**Ejercicios propuestos:**
#1 En el texto sobre las unidades tácticas de la Policía Nacional y la Guardia Civil, ¿qué sonido señala que falta muy poco para entrar en acción?
#2 Prosigue el texto sobre las unidades tácticas de la Policía Nacional y la Guardia Civil a partir de su última oración.

**Texto del ejercicio:**
He asistido unas cuantas veces a la liturgia que antecede a las intervenciones del GEO, el GAR o el GOES. Preparan sus aparatosos equipos –arietes, escudos, prensas…– muy concentrados, sin apenas hablar. Como mucho, una mirada o un guiño entre compañeros. Se ajustan unos a otros los chalecos, se calan los cascos y municionan y montan sus armas. Ese último sonido, el de las correderas de sus fusiles, está lleno de sentido. Es la señal de que falta muy poco, de que está todo listo para entrar en acción. Se aproximan a sus objetivos con los corazones latiendo lentamente, sin la excitación ni el temor que asaltarían a cualquier mortal en una situación parecida: cruzar una puerta sin saber a ciencia cierta qué hay al otro lado. Casi siempre, todo ha acabado en poco segundos. Y suele acabar bien.
El GEO, el GOES, el GAR y la UEI, las unidades tácticas de Policía Nacional y Guardia Civil, están compuestas por agentes de élite, tipos adiestrados física y mentalmente para enfrentarse al peor de los escenarios posible, para plantar cara y doblegar al hijo de puta más pintado. Su exigente preparación es su mejor garantía: “actuamos en Algeciras como si estuviéramos en la zona más peligrosa de Kabul, así nos aseguramos de que todo saldrá bien”, me dijo una madrigada un oficial del GAR.

**Material proporcionado:**
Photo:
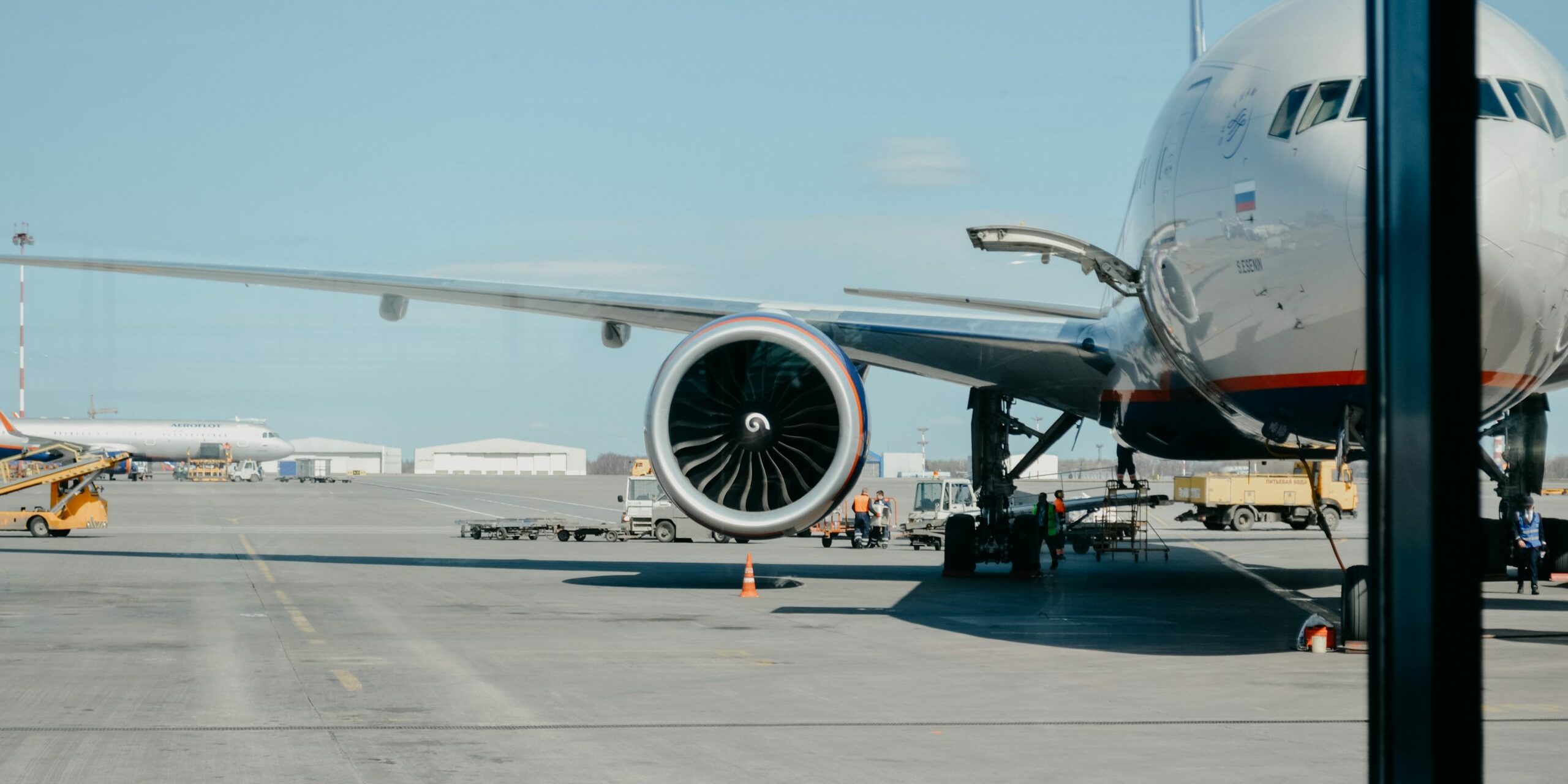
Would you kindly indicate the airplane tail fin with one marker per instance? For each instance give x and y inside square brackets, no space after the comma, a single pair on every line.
[1199,44]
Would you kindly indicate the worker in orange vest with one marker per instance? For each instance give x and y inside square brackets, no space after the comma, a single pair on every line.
[863,516]
[1057,533]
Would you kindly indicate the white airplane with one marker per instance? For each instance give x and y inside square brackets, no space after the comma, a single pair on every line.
[153,440]
[1238,330]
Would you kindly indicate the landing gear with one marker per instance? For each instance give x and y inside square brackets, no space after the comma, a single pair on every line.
[995,537]
[1523,430]
[1242,518]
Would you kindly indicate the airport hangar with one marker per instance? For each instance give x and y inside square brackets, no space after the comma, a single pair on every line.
[345,455]
[502,457]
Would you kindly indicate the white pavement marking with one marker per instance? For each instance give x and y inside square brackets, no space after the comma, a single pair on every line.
[460,508]
[1231,564]
[405,490]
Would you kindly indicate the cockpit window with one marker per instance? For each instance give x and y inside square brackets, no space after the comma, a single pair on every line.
[1284,119]
[1521,104]
[1490,104]
[1327,102]
[1553,121]
[1359,107]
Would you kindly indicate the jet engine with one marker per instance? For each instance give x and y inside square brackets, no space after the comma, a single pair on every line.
[756,426]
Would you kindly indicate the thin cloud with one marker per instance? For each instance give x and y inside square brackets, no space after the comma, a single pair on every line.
[918,164]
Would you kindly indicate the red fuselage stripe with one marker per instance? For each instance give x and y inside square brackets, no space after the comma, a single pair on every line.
[1330,379]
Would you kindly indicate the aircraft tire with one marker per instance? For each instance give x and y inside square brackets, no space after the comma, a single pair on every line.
[1354,604]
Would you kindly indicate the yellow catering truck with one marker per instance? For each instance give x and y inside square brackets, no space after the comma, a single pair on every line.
[1238,500]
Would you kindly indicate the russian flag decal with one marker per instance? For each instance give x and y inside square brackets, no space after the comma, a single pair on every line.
[1245,198]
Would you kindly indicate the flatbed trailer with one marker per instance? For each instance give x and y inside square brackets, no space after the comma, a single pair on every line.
[74,500]
[841,522]
[535,527]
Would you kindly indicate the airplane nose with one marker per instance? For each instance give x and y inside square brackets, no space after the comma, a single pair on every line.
[1501,212]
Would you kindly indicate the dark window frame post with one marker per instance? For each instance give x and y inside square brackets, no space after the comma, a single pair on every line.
[1424,393]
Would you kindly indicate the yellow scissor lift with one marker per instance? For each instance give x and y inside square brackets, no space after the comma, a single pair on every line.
[73,497]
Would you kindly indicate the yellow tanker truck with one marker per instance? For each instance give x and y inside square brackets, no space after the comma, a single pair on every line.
[1239,500]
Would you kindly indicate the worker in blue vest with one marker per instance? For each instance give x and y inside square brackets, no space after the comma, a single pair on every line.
[1528,543]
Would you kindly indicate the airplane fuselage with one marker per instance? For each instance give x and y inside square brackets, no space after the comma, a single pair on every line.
[156,440]
[1249,222]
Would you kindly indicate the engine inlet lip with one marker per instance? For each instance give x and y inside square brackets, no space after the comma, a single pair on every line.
[849,452]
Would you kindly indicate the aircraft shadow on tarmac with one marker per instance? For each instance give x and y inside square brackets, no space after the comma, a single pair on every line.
[1200,609]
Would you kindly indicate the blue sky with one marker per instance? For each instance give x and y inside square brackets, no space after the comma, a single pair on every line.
[731,149]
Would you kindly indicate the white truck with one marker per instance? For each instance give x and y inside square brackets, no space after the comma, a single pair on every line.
[648,511]
[935,500]
[245,471]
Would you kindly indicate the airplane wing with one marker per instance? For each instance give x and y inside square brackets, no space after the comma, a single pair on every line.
[38,441]
[1042,360]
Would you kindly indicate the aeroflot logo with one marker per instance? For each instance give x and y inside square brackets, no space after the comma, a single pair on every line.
[1235,129]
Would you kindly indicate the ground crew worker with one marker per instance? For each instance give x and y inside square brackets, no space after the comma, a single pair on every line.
[883,511]
[1125,466]
[1528,545]
[863,519]
[1051,521]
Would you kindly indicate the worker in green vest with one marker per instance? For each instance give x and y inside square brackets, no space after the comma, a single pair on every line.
[1051,521]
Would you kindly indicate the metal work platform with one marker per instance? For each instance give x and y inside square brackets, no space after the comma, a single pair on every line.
[1120,524]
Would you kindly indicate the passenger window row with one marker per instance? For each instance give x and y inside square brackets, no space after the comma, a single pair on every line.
[1525,99]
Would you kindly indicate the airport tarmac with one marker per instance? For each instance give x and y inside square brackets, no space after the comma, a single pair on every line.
[344,632]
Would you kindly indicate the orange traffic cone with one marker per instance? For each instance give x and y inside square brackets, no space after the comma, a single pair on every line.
[748,586]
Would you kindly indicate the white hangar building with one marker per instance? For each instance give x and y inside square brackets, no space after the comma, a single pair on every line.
[502,457]
[345,455]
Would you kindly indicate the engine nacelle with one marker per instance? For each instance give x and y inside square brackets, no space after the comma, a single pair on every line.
[756,426]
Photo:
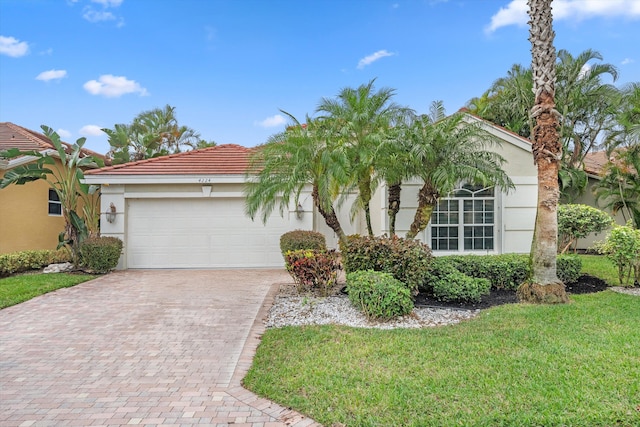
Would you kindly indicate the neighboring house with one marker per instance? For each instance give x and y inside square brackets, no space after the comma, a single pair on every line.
[594,165]
[30,214]
[187,210]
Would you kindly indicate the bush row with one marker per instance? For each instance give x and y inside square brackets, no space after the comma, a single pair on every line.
[100,254]
[18,262]
[406,260]
[302,239]
[379,295]
[313,269]
[508,271]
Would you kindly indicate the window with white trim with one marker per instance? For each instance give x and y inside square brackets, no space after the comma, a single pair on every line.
[55,206]
[465,220]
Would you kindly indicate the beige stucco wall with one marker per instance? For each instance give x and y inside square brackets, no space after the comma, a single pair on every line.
[25,223]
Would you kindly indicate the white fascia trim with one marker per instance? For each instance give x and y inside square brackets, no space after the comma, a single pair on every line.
[503,134]
[163,179]
[10,164]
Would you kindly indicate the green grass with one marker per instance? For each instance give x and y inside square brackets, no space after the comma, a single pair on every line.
[576,364]
[600,266]
[20,288]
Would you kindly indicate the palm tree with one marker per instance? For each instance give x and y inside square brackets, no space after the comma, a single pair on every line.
[360,120]
[544,285]
[588,105]
[152,133]
[291,160]
[446,151]
[66,180]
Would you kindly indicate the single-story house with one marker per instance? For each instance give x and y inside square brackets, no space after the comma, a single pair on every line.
[594,166]
[30,214]
[187,210]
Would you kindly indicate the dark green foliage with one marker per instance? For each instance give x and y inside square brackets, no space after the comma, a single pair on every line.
[449,284]
[379,295]
[568,268]
[18,262]
[100,254]
[506,271]
[313,269]
[302,239]
[405,259]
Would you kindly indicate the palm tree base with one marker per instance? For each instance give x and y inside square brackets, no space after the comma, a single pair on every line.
[536,293]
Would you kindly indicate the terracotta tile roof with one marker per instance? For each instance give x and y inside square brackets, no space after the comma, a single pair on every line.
[226,159]
[14,136]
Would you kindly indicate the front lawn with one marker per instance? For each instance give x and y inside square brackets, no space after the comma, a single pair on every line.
[514,365]
[20,288]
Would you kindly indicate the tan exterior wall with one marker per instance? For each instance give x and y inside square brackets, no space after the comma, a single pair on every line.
[25,223]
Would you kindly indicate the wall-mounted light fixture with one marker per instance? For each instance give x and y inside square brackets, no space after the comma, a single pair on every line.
[111,213]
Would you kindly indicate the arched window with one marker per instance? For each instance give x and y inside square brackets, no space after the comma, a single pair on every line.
[465,220]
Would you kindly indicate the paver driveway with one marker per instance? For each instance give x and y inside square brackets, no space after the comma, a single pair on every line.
[139,347]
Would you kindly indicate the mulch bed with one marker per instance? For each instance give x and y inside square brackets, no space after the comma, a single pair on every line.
[586,284]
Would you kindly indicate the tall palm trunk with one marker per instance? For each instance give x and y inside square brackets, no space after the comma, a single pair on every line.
[365,195]
[394,206]
[330,217]
[544,285]
[427,199]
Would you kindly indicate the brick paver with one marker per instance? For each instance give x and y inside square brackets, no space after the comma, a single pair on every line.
[147,348]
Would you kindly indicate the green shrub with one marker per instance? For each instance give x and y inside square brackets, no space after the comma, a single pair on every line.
[449,284]
[505,271]
[568,268]
[313,269]
[18,262]
[302,239]
[578,221]
[379,295]
[622,247]
[407,260]
[100,254]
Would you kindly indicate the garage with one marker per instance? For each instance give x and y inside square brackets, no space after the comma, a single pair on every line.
[187,210]
[200,233]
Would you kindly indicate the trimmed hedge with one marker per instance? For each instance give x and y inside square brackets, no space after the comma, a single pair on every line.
[379,295]
[18,262]
[569,268]
[506,271]
[407,260]
[100,254]
[447,283]
[302,239]
[313,269]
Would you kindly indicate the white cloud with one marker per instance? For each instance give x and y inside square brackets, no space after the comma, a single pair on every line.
[112,86]
[91,130]
[98,16]
[64,133]
[13,47]
[372,58]
[515,13]
[45,76]
[273,121]
[108,3]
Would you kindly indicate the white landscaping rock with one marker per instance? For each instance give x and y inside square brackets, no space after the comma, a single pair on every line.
[338,310]
[58,268]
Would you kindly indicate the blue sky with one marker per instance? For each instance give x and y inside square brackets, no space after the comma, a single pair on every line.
[228,67]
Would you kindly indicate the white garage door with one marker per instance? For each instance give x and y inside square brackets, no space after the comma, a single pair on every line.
[200,233]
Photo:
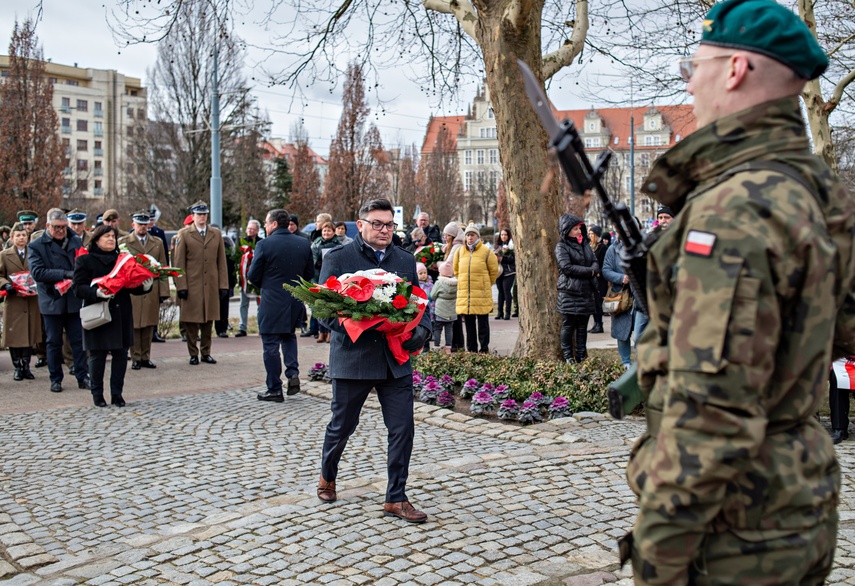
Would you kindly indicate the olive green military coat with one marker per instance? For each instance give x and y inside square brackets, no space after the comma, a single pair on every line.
[147,306]
[204,264]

**Respuestas numeradas:**
#1 El de las correderas de sus fusiles.

#2
Nunca hablan de ello. Como si no verbalizarlo, conjurase el peligro. Pero saben bien que se juegan el pellejo en cada intervención. Que su clientela está formada por gentuza como el tipo que disparó al teniente coronel Pedro Casado, el líder –no jefe– de la UEI de la Guardia Civil, que a la hora escribir estas líneas se aferra a la vida en un hospital de Valladolid. Me cuentan que fue un tiro fortuito, que el malo disparó al bulto, que ni siquiera se había posicionado el equipo de la UEI… Pero para recibir esa bala había que estar allí. Ni ustedes ni yo estábamos. Estaban el teniente coronel Casado y sus compañeros jugándose el tipo. Un día más en su oficina.
Francisco Díaz en Málaga; Vanessa Lage en Vigo; Francisco Javier Ortega en Madrid; José Manuel Arcos en Granada y Blas Gámez en Valencia. Son policías y guardias civiles que llevaron su vocación de servicio hasta sus últimas consecuencias, que murieron recientemente cumpliendo con su deber, asesinados por tipos que preferimos pensar que no está entre nosotros, pero que están. Y de ellos se encargan hombres y mujeres que nunca hablan de ello, pero que saben que un día una bala se puede cruzar en sus caminos. No en el suyo ni en el mío. En el de ellos.